* Texto mostrado:
JUEVES
DE PASCUA
31
de marzo de 2016
Primer
día del triduo de la Divina Misericordia
Queridos hermanos:
En medio del gozo y la alegría que trae
consigo la celebración de la Resurrección del Señor sobre el pecado y la
muerte, comenzamos este triduo preparatorio para la fiesta de la Divina
Misericordia. Triduo que ha de ser una preparación en la oración y la meditación
para celebrar esta fiesta querida e instituida por el mismo Jesús a través de
sus revelaciones privadas a la religiosa polaca Santa Faustina Kovalska y que
la Iglesia en la persona de S.S. San Juan Pablo II introdujo en el calendario
litúrgico. Triduo y fiesta que en este año jubilar extraordinario que el Papa
Francisco ha tenido a bien convocar hemos de esforzarnos de vivir intensamente
para recibir la gracias que el Señor en su misericordia está deseoso de
derramar sobre el mundo, sobre nuestra patria, sobre nuestras familias y sobre
nosotros mismos.
Así lo dice Jesús a Santa Faustina: “Deseo
que los sacerdotes proclamen esta gran misericordia que tengo a las almas
pecadoras. Que el pecador no tenga miedo de acercase a Mí. Me queman las llamas
de la misericordia, deseo derramarlas sobre las almas.”
El Señor está ansioso de derramar sobre
el mundo los infinitos tesoros de su misericordia, su corazón se abrasa en
llamas de amor por aquellos por los que ha dado su vida... Pero, ¿queremos
nosotros dejarnos amar por él? ¿Quiere el hombre de hoy recibir el perdón y la
misericordia de Dios? ¡Cuántas veces
nuestro corazón pervertido se endurece ante la bondad de Dios! ¡Cuántas veces
cómo ciego que no quiere ver y sordo que no quiere oír el hombre de hoy vive
ignorando a Dios!
Tomando las palabras de San Pablo
podemos decir de nuestro mundo que: “Aunque conocen a Dios, no le honran como a
Dios ni le dan gracias, sino que se hacen vanos en sus razonamientos y su necio
corazón se llena de tinieblas. Profesan ser sabios, pero se vuelven necios, (…)
porque cambian la verdad de Dios por la mentira, y adoran y sirven a la
criatura en lugar del Creador, quien es bendito por los siglos.” (Cfr Rom 1, 21
ss)

* Fragmento de origen:
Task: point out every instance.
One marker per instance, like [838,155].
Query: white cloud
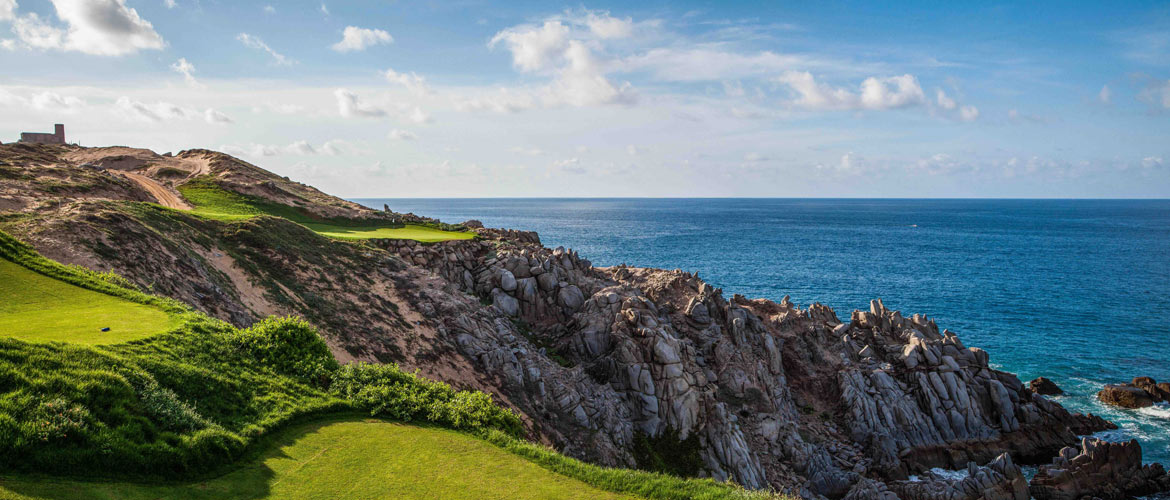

* Objetivo indicado 1: Según el texto mostrado, ¿sobre quiénes está deseoso el Señor de derramar sus gracias? Enuméralos todos.
* Objetivo indicado 2:
Responde estas preguntas sobre el texto mostrado:
(a) ¿A qué religiosa hizo Jesús las revelaciones privadas sobre la fiesta?
(b) ¿Quién introdujo la fiesta en el calendario litúrgico?
(c) ¿Qué referencia bíblica acompaña las palabras de San Pablo?

* Respuesta completa 1: El mundo, nuestra patria, nuestras familias y nosotros mismos.

* Respuesta completa 2:
(a) A la religiosa polaca Santa Faustina Kovalska.
(b) La Iglesia, en la persona de S.S. San Juan Pablo II.
(c) Rom 1, 21 ss.